Can the lines below, from the one that holds "If you would be willing to mark the girl's hand" to the very end, be echoed exactly, with both ends included and no pictures?

○ ○ ○ ○ ○ ○ ○

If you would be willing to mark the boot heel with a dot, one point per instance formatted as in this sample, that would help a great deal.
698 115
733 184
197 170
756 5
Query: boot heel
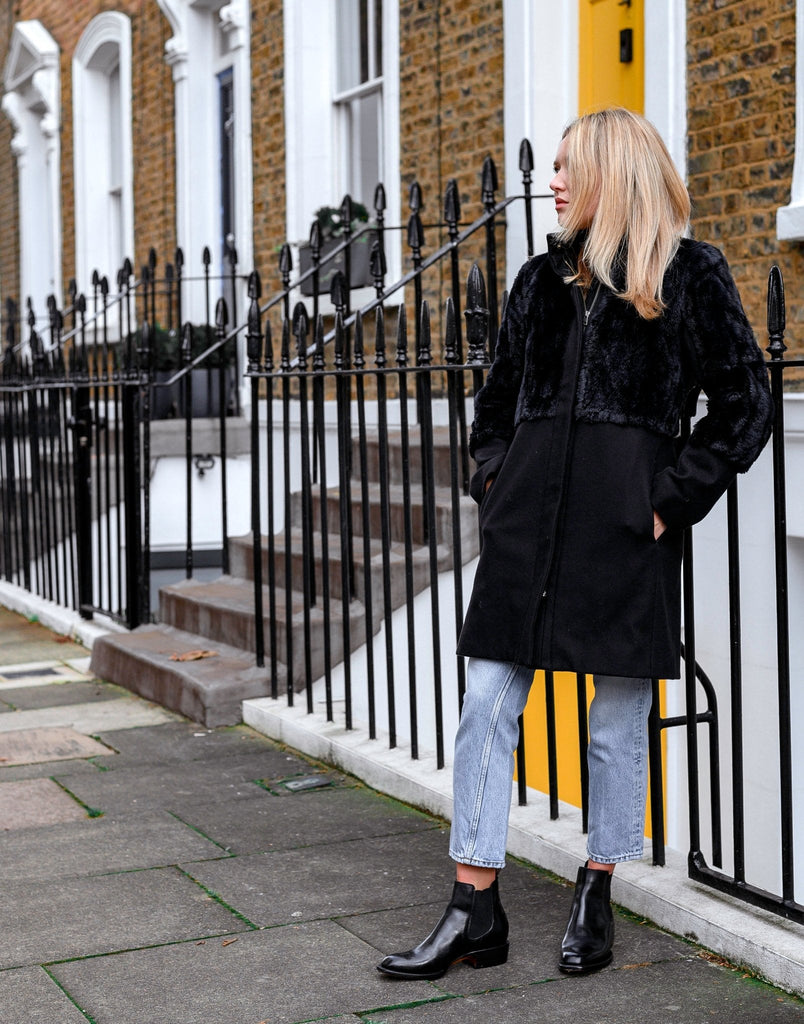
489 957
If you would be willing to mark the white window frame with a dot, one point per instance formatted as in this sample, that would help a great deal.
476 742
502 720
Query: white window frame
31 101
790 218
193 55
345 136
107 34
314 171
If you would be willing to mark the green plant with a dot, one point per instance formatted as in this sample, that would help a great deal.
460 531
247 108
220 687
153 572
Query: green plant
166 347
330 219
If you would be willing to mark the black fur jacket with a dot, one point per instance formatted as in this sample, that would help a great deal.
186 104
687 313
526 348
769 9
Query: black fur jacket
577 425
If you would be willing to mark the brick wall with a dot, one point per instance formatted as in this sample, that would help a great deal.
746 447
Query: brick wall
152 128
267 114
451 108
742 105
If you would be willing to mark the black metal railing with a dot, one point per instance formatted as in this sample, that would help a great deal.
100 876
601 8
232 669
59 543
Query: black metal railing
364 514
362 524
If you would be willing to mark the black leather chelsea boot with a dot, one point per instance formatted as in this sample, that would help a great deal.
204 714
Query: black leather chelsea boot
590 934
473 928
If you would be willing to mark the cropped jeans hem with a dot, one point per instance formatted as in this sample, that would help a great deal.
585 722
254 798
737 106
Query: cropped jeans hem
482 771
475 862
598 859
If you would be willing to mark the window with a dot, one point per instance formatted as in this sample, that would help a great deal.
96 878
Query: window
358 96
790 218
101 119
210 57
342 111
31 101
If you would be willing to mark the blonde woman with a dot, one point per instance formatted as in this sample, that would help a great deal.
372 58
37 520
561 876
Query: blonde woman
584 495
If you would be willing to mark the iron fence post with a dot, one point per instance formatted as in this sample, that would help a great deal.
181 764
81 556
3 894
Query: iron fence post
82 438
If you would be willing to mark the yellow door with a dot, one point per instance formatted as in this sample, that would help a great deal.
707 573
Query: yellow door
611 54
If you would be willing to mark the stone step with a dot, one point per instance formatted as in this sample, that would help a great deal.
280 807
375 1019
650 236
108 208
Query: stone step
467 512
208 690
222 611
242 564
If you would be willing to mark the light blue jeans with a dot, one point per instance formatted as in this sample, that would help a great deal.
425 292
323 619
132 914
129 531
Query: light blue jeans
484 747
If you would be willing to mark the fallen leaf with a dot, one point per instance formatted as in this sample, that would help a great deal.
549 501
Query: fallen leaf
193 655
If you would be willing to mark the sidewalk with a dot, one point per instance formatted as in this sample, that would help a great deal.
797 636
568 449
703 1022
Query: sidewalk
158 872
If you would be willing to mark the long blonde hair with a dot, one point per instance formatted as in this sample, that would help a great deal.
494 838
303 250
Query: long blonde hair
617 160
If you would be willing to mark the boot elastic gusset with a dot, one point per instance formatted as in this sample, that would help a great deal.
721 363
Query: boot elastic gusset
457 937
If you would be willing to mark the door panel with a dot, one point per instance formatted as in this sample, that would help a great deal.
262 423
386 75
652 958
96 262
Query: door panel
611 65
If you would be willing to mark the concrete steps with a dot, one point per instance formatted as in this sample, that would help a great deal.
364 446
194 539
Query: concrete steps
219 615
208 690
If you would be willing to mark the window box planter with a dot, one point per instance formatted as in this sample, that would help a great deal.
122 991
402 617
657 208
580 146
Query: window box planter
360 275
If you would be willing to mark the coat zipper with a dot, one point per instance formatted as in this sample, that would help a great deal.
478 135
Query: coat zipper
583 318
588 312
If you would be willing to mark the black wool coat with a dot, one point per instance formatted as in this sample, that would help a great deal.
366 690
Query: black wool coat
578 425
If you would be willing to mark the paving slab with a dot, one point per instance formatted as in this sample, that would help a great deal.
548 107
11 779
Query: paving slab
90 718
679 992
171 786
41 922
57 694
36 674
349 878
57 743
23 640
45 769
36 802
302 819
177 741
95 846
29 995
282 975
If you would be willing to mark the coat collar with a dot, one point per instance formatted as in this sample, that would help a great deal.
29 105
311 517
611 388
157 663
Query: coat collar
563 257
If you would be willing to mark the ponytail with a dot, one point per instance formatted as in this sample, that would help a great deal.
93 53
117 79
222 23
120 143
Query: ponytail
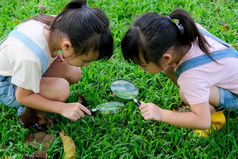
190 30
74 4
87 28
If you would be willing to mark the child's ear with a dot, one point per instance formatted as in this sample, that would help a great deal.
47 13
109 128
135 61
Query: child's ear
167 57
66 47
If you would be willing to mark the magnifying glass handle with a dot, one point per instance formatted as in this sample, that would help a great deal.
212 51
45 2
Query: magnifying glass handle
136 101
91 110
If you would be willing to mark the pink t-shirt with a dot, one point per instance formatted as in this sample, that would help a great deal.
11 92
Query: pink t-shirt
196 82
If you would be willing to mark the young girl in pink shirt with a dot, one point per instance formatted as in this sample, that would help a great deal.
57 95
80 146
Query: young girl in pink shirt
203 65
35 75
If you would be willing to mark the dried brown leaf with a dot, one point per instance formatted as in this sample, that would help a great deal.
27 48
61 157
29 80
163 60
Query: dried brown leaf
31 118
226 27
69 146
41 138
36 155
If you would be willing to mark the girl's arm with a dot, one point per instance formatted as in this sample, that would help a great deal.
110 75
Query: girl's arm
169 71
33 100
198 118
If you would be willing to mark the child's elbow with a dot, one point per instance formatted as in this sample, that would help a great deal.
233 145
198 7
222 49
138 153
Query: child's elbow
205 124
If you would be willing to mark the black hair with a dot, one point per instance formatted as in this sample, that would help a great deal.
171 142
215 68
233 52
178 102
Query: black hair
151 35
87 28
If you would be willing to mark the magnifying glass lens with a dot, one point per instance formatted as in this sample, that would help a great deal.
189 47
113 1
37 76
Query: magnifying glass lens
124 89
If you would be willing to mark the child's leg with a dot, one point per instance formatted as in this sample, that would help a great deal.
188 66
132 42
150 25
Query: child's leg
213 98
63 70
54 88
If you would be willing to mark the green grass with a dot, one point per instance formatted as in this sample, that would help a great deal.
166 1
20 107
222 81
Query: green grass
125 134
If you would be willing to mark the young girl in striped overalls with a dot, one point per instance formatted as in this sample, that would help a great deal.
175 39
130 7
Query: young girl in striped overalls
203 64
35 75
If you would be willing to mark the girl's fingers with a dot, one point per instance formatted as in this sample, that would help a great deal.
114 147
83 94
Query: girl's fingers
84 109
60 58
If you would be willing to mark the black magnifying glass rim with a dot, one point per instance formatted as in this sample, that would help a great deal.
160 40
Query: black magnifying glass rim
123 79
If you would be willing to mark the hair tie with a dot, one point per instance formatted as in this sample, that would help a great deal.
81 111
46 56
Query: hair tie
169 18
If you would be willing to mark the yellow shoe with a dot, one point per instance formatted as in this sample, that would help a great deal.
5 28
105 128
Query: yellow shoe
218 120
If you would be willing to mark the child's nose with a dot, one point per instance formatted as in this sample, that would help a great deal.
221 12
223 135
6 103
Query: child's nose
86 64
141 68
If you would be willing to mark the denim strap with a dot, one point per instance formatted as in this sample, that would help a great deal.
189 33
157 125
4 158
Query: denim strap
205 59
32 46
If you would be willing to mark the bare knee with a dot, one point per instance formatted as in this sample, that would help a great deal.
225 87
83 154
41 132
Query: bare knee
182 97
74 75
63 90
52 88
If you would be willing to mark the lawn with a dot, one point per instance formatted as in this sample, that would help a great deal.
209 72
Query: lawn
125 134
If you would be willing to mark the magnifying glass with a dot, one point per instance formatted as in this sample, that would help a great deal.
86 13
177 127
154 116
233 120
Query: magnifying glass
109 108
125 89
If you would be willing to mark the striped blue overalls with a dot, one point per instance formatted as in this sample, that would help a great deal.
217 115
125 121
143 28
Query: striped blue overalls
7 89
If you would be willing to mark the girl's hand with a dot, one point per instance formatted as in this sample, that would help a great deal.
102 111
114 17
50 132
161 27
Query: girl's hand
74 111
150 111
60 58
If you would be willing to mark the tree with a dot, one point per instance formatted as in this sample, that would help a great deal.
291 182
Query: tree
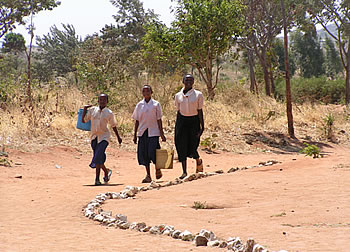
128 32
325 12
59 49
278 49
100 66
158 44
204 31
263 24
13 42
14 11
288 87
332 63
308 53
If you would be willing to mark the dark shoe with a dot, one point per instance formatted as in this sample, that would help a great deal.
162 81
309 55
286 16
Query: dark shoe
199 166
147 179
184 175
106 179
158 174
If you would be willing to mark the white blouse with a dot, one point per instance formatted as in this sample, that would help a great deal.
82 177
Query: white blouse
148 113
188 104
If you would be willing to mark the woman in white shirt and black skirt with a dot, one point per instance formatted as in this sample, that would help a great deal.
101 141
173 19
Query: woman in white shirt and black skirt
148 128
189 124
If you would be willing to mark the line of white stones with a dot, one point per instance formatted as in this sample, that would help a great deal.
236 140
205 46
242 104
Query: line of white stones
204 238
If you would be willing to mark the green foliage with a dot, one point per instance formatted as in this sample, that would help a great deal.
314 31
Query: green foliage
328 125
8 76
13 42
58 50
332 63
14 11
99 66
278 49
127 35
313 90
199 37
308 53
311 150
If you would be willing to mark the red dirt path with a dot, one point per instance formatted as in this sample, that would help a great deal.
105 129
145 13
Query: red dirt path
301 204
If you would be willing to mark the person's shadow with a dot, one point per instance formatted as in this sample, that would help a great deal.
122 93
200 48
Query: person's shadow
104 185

○ ○ ○ ○ ○ ○ ○

## Task solution:
If you would be willing to mark the girl's hand with a dot, one point per instance formatted as in this sample, that would help a great deal.
102 111
114 17
50 132
161 27
Query: girl's hand
74 111
150 111
60 58
If you would be willing to mark the tree with a dot, one point per instance formatted as in this sample, that would help a great deal.
291 182
Query: tree
128 32
325 12
59 49
278 49
100 66
158 44
204 31
263 24
13 42
14 11
288 87
332 63
308 53
If you would be willing to mark the dark shoe with a dot, one point per instance formatted as in this sample, that would help a great deal.
162 81
309 55
286 16
Query: dark shoe
199 166
147 179
184 175
106 179
158 174
If you would be willing to mark the white blouse with a dot, one point per instance formatted as in this sample, that would help a great deal.
82 177
Query: white blouse
148 113
188 104
If you would be willing to mark the woman in white shirt and black skirt with a dot, one point per instance formatted as in this sample, that would help a great deal.
101 141
173 19
Query: woman in white shirt and black skirt
148 128
189 124
If you would be willing to mark the line of white stones with a dot, one point per instance formatted as in this sample, that would help a great deal.
236 140
205 46
242 104
Query: line of white stones
204 238
If you would be willing to mark the green foliage with a dot, one point per instance formatted as in this sample, that would help a great deal.
314 31
Query: green foliage
328 125
8 76
13 42
58 50
332 63
14 11
99 66
278 49
127 35
313 90
199 37
308 53
311 150
If you would be willing to mark the red dirt path with a dot, one point per instance formatted as in this sample, that would help a great deal.
105 129
145 13
Query: red dirt path
301 204
If you would be willing to mark the person's shadow with a dot, one point per instance formatted as in this sample, that would help a great deal.
122 93
200 48
Query: person's shadow
104 185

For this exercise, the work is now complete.